* 出題内容 *
以下の資料のうち、「bottle」という語を含む行をすべて書き写して報告してもらえますか？大文字と小文字は区別します。

* 提供資料 *
------------------------------------------------------------------------
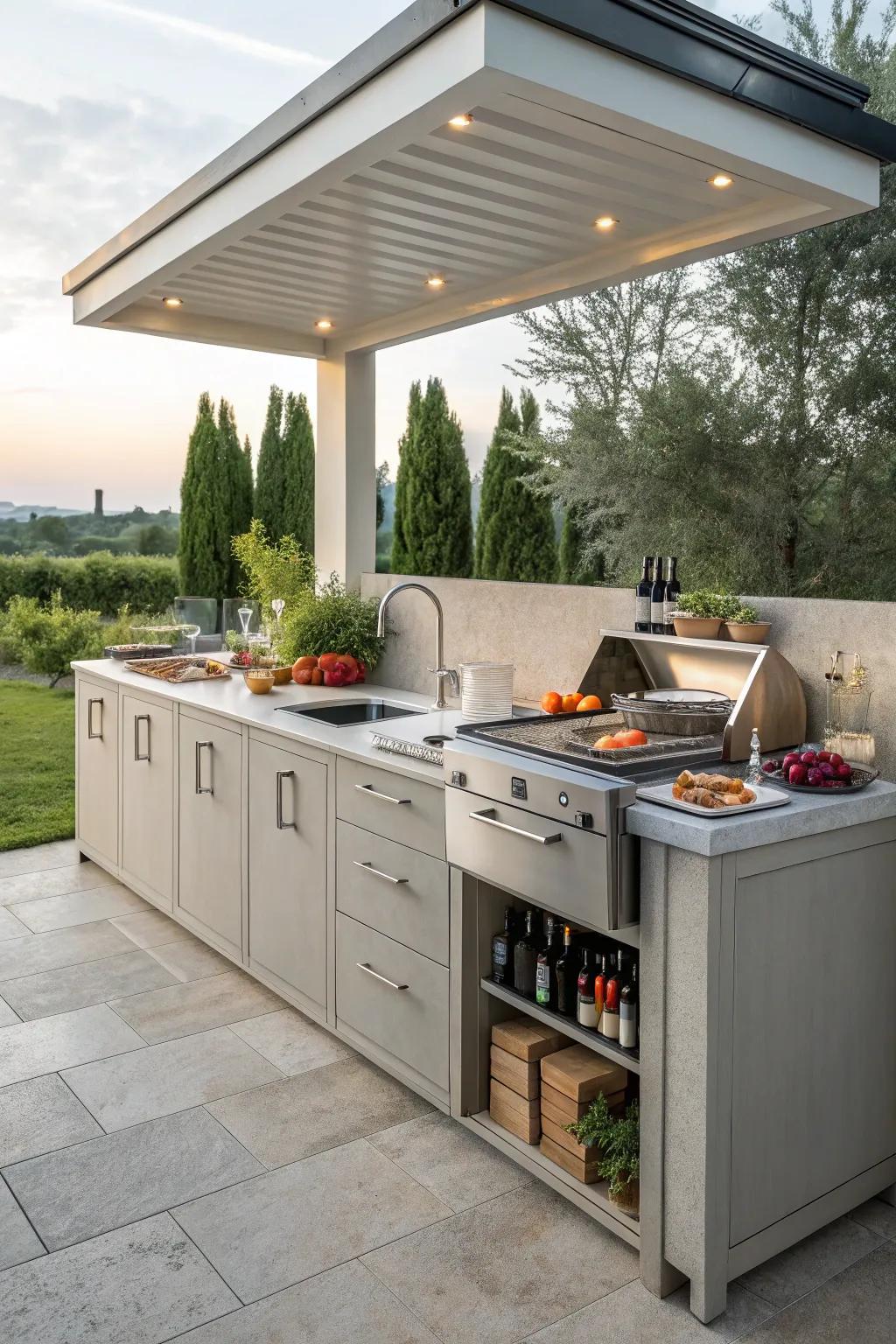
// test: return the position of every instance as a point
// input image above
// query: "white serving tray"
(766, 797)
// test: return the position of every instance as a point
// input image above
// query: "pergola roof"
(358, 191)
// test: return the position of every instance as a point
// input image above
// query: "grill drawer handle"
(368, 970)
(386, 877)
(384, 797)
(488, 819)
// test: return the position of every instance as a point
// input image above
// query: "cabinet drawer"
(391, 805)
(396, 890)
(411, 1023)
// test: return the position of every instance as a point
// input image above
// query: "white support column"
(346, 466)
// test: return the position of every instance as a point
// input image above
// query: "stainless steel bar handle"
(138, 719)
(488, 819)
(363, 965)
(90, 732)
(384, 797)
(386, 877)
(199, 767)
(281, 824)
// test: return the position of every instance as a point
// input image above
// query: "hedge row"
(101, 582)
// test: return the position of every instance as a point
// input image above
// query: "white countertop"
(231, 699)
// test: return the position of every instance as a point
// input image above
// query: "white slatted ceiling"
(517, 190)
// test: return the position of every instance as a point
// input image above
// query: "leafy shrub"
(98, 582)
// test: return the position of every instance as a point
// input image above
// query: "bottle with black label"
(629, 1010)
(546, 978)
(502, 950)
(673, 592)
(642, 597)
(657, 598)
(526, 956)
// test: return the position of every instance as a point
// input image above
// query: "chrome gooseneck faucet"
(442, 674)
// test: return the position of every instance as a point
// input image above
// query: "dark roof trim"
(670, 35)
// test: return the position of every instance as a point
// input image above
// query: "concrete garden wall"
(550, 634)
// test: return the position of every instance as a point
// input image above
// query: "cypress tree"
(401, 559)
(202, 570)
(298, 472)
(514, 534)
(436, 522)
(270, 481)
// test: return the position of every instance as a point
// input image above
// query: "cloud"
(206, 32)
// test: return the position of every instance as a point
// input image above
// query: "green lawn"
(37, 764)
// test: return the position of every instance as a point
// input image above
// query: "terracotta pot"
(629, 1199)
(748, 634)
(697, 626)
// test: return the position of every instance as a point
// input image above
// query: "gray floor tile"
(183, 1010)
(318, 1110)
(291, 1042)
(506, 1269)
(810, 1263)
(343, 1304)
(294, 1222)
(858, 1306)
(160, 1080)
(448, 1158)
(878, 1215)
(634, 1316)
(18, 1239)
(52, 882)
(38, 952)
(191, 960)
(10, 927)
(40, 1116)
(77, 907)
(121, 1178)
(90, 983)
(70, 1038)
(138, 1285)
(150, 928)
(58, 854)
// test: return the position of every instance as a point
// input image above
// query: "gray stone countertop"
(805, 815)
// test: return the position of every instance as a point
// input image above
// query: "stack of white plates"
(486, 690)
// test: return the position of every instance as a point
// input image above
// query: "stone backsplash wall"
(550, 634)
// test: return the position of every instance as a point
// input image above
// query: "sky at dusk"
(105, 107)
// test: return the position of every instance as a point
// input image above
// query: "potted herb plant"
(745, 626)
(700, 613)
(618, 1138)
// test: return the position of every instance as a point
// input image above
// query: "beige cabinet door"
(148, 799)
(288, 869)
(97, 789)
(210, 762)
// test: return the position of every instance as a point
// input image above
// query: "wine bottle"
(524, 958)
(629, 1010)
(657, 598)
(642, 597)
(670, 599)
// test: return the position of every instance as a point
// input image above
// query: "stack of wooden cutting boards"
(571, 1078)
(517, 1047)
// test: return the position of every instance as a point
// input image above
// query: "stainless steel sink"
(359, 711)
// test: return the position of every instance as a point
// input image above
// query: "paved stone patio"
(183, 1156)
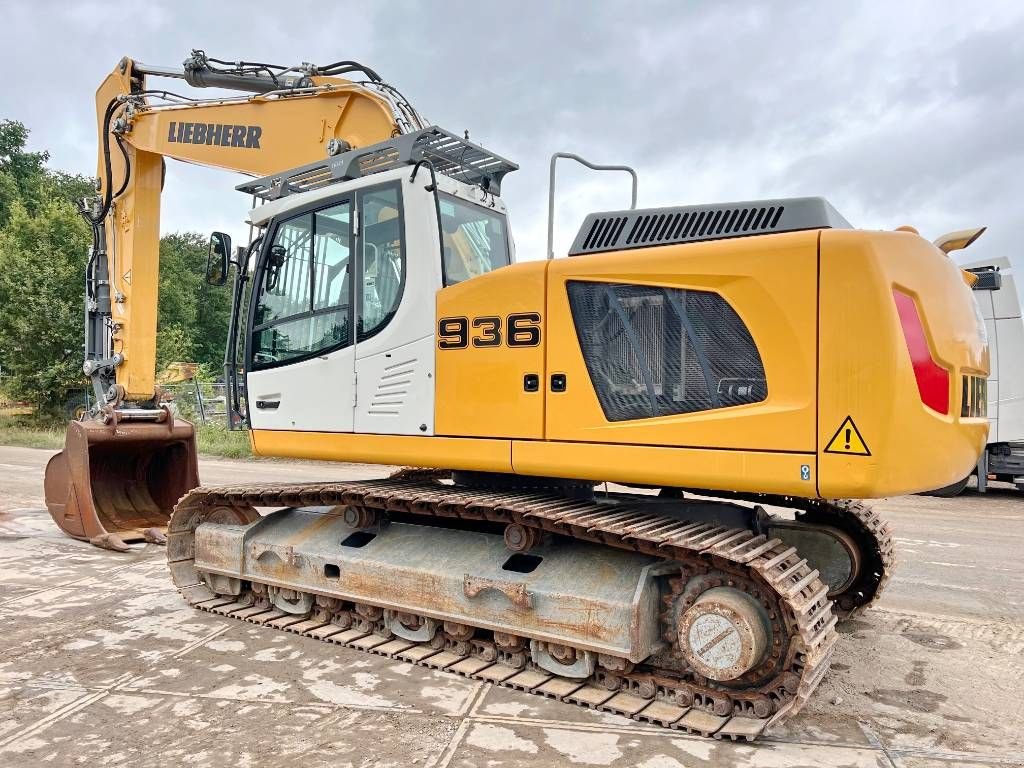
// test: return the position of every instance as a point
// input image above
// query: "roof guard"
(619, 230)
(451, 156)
------------------------------------------------------------------------
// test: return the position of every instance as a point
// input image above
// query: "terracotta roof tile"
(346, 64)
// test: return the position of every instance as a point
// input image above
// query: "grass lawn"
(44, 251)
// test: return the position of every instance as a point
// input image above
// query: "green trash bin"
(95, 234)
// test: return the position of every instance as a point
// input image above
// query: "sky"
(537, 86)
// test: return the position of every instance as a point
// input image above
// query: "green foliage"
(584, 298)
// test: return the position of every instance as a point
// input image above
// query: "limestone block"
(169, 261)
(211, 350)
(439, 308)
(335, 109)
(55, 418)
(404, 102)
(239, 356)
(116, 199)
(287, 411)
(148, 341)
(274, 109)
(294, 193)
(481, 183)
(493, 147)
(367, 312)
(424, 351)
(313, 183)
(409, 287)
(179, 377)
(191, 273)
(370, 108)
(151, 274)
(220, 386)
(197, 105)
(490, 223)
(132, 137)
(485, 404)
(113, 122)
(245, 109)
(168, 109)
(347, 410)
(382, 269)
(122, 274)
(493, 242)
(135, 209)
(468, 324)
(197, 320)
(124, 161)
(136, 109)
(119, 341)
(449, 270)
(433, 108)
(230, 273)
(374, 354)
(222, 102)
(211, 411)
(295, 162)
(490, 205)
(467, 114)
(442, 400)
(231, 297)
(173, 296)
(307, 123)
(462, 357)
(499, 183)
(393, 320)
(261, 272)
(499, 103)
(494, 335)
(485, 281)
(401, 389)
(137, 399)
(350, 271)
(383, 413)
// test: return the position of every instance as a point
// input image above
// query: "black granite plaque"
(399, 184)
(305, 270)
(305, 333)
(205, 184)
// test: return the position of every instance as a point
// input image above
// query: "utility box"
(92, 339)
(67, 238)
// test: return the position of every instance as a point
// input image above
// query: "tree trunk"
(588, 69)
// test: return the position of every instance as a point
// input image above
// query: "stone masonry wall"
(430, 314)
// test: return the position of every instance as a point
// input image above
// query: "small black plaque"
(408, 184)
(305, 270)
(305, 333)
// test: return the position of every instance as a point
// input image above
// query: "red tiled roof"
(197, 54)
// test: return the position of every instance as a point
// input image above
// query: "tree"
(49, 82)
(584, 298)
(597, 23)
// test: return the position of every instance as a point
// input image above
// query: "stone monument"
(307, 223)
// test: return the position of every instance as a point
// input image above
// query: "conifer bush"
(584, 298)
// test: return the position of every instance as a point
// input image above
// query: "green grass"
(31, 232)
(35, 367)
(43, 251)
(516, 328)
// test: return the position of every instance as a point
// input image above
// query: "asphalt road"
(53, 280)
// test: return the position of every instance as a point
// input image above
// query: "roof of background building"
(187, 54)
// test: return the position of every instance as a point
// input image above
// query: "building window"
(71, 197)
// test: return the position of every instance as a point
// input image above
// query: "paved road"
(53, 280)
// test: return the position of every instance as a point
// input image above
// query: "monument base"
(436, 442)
------------------------------------------------------------------------
* 解答結果 *
// query: "bottle with black label"
// query: "wine bottle"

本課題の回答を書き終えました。